§ EXERCISE MATERIAL:
-----

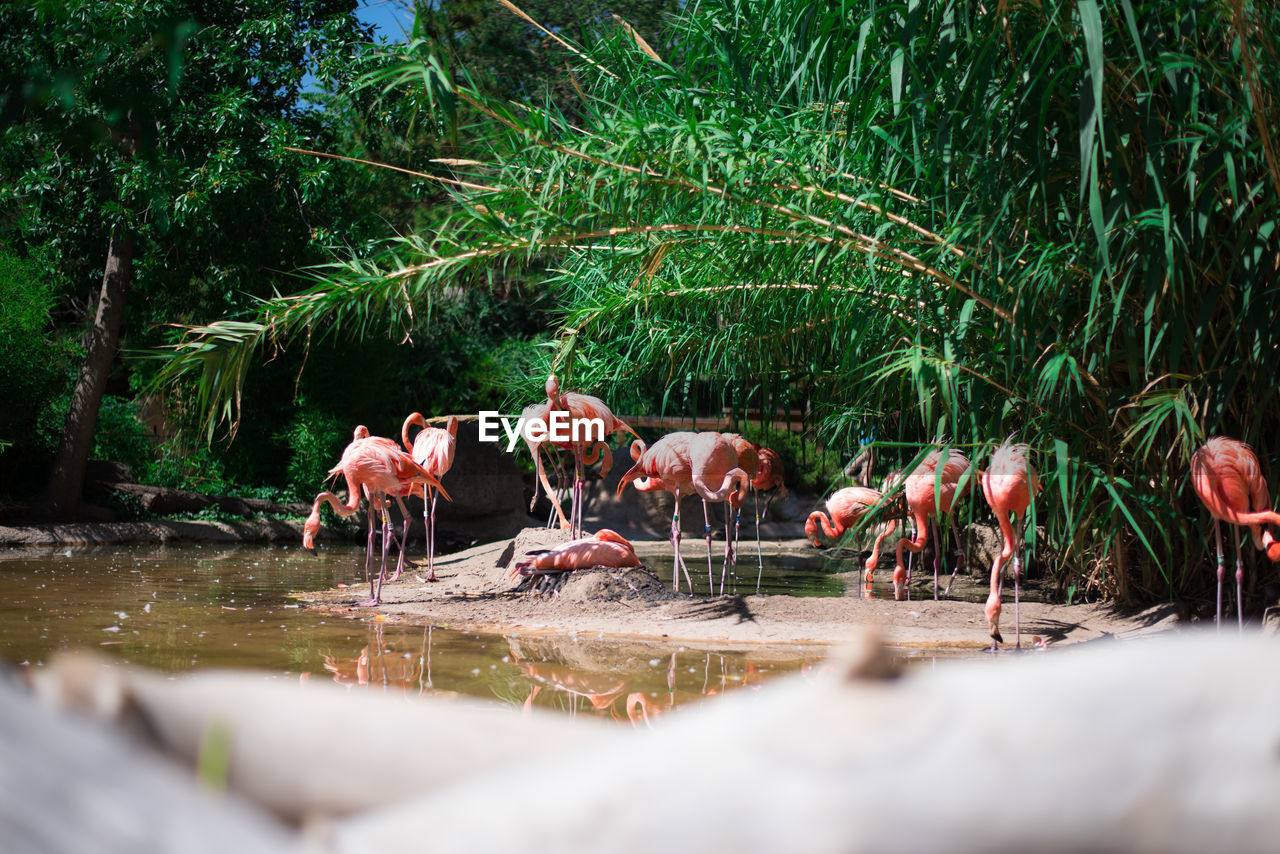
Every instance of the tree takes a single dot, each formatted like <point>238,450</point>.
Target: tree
<point>156,131</point>
<point>932,222</point>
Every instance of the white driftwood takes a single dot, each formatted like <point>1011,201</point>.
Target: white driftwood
<point>1170,744</point>
<point>68,786</point>
<point>312,749</point>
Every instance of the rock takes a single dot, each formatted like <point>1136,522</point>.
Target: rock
<point>108,471</point>
<point>232,505</point>
<point>164,501</point>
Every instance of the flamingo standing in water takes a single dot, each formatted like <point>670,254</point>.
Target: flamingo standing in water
<point>433,450</point>
<point>1010,484</point>
<point>580,409</point>
<point>376,467</point>
<point>844,508</point>
<point>931,489</point>
<point>768,476</point>
<point>717,476</point>
<point>749,461</point>
<point>1228,479</point>
<point>664,465</point>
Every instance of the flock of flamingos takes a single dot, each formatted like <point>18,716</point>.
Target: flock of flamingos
<point>723,467</point>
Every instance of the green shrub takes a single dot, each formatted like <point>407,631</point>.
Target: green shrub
<point>30,361</point>
<point>315,439</point>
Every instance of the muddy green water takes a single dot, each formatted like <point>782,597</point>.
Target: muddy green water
<point>177,608</point>
<point>183,607</point>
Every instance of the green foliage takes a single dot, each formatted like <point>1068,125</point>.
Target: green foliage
<point>30,360</point>
<point>924,220</point>
<point>808,466</point>
<point>315,441</point>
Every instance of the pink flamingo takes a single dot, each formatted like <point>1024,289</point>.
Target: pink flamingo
<point>929,491</point>
<point>1010,484</point>
<point>749,461</point>
<point>664,465</point>
<point>580,409</point>
<point>1228,479</point>
<point>844,510</point>
<point>433,450</point>
<point>604,548</point>
<point>376,467</point>
<point>717,476</point>
<point>768,475</point>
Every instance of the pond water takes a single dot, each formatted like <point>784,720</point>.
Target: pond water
<point>182,607</point>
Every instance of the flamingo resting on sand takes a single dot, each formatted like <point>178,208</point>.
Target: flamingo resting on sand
<point>844,508</point>
<point>664,465</point>
<point>580,409</point>
<point>1010,484</point>
<point>931,489</point>
<point>1226,476</point>
<point>606,548</point>
<point>376,467</point>
<point>433,450</point>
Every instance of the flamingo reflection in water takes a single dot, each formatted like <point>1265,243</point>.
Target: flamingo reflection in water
<point>379,666</point>
<point>561,675</point>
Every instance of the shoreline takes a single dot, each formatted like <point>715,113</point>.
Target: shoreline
<point>475,593</point>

-----

Rewrite the lines from the one containing "Every instance of the shoreline" through the end of the records, both included, replacing "shoreline" with "beach" and leaving everything else as it is.

§ SOLVED PROBLEM:
Every instance of the beach takes a single dot, each formatted like <point>715,113</point>.
Target: beach
<point>475,593</point>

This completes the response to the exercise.